---------- MATERIAL SHOWN
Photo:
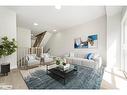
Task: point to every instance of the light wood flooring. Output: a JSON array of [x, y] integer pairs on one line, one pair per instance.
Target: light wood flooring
[[112, 79], [13, 79]]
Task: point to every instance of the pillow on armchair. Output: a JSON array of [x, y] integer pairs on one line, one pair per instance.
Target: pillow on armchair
[[90, 56]]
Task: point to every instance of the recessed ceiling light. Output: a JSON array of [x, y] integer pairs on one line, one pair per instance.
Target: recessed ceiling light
[[58, 7], [35, 24], [54, 30]]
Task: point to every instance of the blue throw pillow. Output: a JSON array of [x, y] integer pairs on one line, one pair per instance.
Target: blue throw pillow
[[90, 56]]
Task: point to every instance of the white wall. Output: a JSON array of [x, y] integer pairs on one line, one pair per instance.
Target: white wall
[[23, 37], [63, 42], [46, 39], [24, 42], [8, 28], [113, 40]]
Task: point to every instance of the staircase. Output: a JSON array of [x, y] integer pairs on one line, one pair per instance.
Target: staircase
[[39, 39], [42, 39]]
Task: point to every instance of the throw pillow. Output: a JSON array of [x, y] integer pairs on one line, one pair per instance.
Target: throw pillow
[[90, 56]]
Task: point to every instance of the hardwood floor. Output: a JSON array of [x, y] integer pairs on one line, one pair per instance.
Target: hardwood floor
[[13, 79], [112, 79]]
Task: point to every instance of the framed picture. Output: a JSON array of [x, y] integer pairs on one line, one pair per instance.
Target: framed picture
[[91, 42], [77, 43]]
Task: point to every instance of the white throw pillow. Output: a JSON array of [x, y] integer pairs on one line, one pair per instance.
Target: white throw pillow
[[32, 56], [71, 54]]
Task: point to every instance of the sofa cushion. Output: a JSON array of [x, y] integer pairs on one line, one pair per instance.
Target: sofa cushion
[[90, 56]]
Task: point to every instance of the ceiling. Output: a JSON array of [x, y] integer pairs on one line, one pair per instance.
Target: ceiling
[[112, 10], [50, 18]]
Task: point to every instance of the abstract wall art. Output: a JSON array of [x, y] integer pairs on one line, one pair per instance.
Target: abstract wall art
[[91, 42]]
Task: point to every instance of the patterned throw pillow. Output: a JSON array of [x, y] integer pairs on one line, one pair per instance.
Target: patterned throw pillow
[[90, 56]]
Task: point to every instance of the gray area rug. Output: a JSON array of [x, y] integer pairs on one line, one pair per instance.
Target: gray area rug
[[84, 78]]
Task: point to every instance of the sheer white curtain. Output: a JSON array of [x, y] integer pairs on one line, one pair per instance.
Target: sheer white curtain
[[124, 46]]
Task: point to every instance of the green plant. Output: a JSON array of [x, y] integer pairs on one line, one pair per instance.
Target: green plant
[[7, 47]]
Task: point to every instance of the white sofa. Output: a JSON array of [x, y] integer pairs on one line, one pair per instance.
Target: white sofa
[[32, 59], [81, 59]]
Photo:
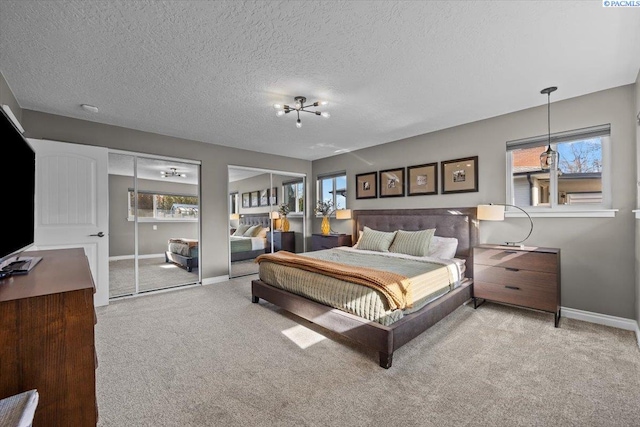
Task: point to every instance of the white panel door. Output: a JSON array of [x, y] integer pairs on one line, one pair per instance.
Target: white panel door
[[72, 204]]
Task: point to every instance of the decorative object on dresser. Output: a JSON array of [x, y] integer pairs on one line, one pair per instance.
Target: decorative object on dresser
[[47, 342], [527, 277], [459, 175], [495, 212], [323, 241], [282, 241]]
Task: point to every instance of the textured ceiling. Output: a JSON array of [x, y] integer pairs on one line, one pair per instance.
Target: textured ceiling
[[210, 71]]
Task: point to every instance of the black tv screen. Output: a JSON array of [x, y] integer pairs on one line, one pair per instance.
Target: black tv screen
[[19, 176]]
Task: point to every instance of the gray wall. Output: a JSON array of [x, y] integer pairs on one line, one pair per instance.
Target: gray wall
[[6, 97], [598, 271], [214, 159], [151, 241]]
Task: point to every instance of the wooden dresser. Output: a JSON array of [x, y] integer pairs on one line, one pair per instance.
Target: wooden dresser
[[282, 241], [528, 277], [47, 321], [328, 241]]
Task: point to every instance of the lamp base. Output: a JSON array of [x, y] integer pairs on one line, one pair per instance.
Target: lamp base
[[515, 245]]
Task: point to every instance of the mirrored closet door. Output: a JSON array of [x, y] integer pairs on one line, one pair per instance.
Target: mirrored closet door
[[155, 223], [266, 214]]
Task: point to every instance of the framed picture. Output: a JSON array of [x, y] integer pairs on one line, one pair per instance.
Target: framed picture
[[255, 199], [460, 175], [422, 180], [366, 185], [264, 197], [392, 183]]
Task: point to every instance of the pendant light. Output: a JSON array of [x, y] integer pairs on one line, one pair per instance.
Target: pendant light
[[549, 159]]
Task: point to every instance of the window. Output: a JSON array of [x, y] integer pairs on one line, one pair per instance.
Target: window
[[293, 195], [333, 188], [163, 207], [579, 179]]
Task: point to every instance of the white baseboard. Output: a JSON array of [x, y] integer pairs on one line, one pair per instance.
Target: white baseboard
[[121, 257], [213, 280], [603, 319]]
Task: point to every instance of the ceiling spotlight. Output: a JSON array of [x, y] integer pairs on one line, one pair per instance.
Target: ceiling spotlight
[[172, 172], [300, 107], [89, 108]]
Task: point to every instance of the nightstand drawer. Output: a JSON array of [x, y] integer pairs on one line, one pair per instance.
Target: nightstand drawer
[[536, 261], [515, 277], [541, 298]]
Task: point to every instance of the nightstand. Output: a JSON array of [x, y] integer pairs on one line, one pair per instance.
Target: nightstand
[[328, 241], [528, 277], [282, 241]]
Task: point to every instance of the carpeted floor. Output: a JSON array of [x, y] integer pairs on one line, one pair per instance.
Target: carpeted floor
[[153, 274], [207, 356]]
--------------------
WHAT THE TASK REQUIRES: Every record above should be set down exactly, with the pictures left out.

EXERCISE RESULT:
Photo:
Task: point to every instance of the light wood flooring. Output: a JSON array of [x, y] integer pairs on one line, one pair per instance.
Target: light wood flooring
[[112, 79], [13, 79]]
Task: point to every instance of the pillow on armchair. Output: a JSON array of [x, y] integer pairs on one line, one pair per instance.
Target: pillow on armchair
[[90, 56]]
Task: point to every instance of the recessed ceiling light. Output: a JSON array of [x, y] integer pairs on one line, one pair per instance.
Target: recessed ceiling light
[[58, 7], [35, 24], [54, 30]]
Task: point to every instance of the blue throw pillow. Output: a JSON array of [x, y] integer pairs on one line, one pair per instance.
Target: blue throw pillow
[[90, 56]]
Task: point to every instance of the white wall. Output: a JSON array of [x, y] integer pairs on one line, one pair per instance.
Target: white wall
[[23, 37], [63, 42], [46, 39], [24, 42], [8, 28], [113, 40]]
Task: point to every instance of the staircase. Output: a JSON array of [x, y] integer pairs on one line, one pair per instance.
Target: staircase
[[39, 39], [42, 39]]
Task: point to every instance of the throw pillow. Output: a JSON array of [x, y] integer pairs on one line, one pair per instance.
Target: throw pillow
[[90, 56]]
Task: point to every instance of the hardwood floor. Output: a JSON array of [x, y] integer pairs on one line, one pair per instance.
Target: hardwood floor
[[13, 79], [112, 79]]
Task: point to every instance of the framed picture. Output: a JSON array of [x, y] integer pairs on one line, one pair per instance.
Target: framed picture
[[91, 42], [77, 43]]
Task: point to every instance of the white throw pillow. Output: a JSON array of [x, y] integer pairs on one line, one pair per instance.
Target: white throw pillow
[[32, 56], [71, 54]]
Task: point to every instance of the sofa cushion. Output: a JSON array of [x, y] integer pairs on one line, one pair per instance.
Target: sofa cushion
[[90, 56]]
Task: point to every instance of the ceiling. Output: a JSON array of [x, y] integer pairs on one line, one pair per instance.
Target: ceiling
[[112, 10], [50, 18]]
Task: point to every instance of the abstract wall art. Output: a JSON array of [x, y] integer pairs on one line, one pair per instance.
Target: abstract wall art
[[91, 42]]
Task: point to every instance of the patterned throw pillow. Output: a JSON array of [x, y] integer pairs on one line, one pair per instance.
Target: patterned throw pillow
[[90, 56]]
Task: point to every instance of the gray area rug. Output: a JSON array of [x, y] integer pairs on one line, one pair per instance.
Target: gray area rug
[[84, 78]]
Task: point to every instance of the sheer white curtain. Output: a JSON array of [x, y] integer pairs on one line, one pair per instance.
Target: sheer white curtain
[[124, 46]]
Task: point to every instance of the green plant. Output: a JSON array of [x, y] integer pairs on one line, one pair per instance.
Target: green plant
[[7, 47]]
Task: point to every instance of the white sofa. Output: a JSON array of [x, y] integer pairs on one line, one pair per instance.
Target: white sofa
[[32, 59], [81, 59]]
Photo:
Task: point to every instance of the white panel door. Output: a JSON array of [x, y] integer pairs on one line, one pair per instance.
Target: white panel door
[[72, 204]]
Task: point to every instance of the decorative object on dresser. Output: a JSON array of [x, y] integer pairs on one line, one pair per instance.
Target: decorative object on dresser
[[47, 342], [527, 277], [459, 175], [495, 212], [323, 241], [282, 241]]
Task: point to every instance of the textured ceiling. Output: a JSON array of [x, y] integer pairs on one line, one pair per instance.
Target: textured ceiling
[[210, 71]]
Task: point to every instance of the black tv screen. Output: a JSON array of [x, y] integer pairs on one line, one pair per instance.
Target: black tv screen
[[19, 176]]
Task: point to every instance of the gray wall. Output: a JSON array of [x, y] integer pairs on one line, one pair per instance.
Target: gray wall
[[6, 97], [598, 271], [214, 159], [151, 241]]
Task: point to every instance of the wooden dresser. Output: a JSON array of [x, y] integer pairs on one line, one pair per instance.
Target: wooden dresser
[[282, 241], [528, 277], [47, 321], [328, 241]]
Task: point to every instance of the lamp base. Output: a JSON array of [x, y] integer pairs on one line, one pair per instance.
Target: lamp base
[[515, 245]]
Task: point to every instance of the mirrored closet door. Output: a JSON array of [x, y] integer pairs on one line, one pair per instance.
Target: mirrored closet door
[[155, 223], [266, 214]]
Task: point to every instance of the framed picture. Output: a JSON array of [x, y] integer pairs on one line, one pair per instance.
Target: framed picture
[[255, 199], [460, 175], [422, 180], [366, 185], [264, 197], [392, 183]]
Task: point to every instance of the pendant light. Output: a JSON array of [x, y] integer pairs on one line, one pair per instance.
Target: pendant light
[[549, 159]]
Task: point to every instance of the window. Output: a JSON array of [x, y] integer pairs on one line, one pair per instance.
Target: window
[[293, 195], [333, 188], [163, 207], [579, 179]]
Task: point to every instance of the white baseboard. Output: a JSON array of [x, y] integer pairs on one line, one pair per instance.
Target: white baseboard
[[121, 257], [213, 280], [603, 319]]
Task: point to every instance of the ceiling spotlight. Output: a JSON array of [x, y] integer pairs on one line, one pair per instance.
Target: ceiling spotlight
[[172, 172], [300, 107], [89, 108]]
Task: point to every instance of the nightstand drawer. Output: a JSON array of [x, y] integer pairs on one line, one pair per instance.
Target: nightstand drawer
[[536, 261], [515, 277], [541, 298]]
Task: point to every instance of the nightstand. Output: a JSON array of [x, y] integer pairs on one line, one pair per instance.
Target: nightstand
[[328, 241], [528, 277], [282, 241]]
Task: point to every instance of the carpeted floor. Output: a JSON array of [x, y] integer pairs on one line, one pair per instance.
Target: carpeted floor
[[153, 274], [207, 356]]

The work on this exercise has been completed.